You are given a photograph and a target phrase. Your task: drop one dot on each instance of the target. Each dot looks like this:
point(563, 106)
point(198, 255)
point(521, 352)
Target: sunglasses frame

- [BRIEF]:
All of the material should be copied verbatim.

- [EXERCISE OUTPUT]:
You are given a photograph and a target phrase. Your task: drop one dot on each instance of the target. Each dot looks like this:
point(563, 106)
point(198, 255)
point(521, 352)
Target: sunglasses frame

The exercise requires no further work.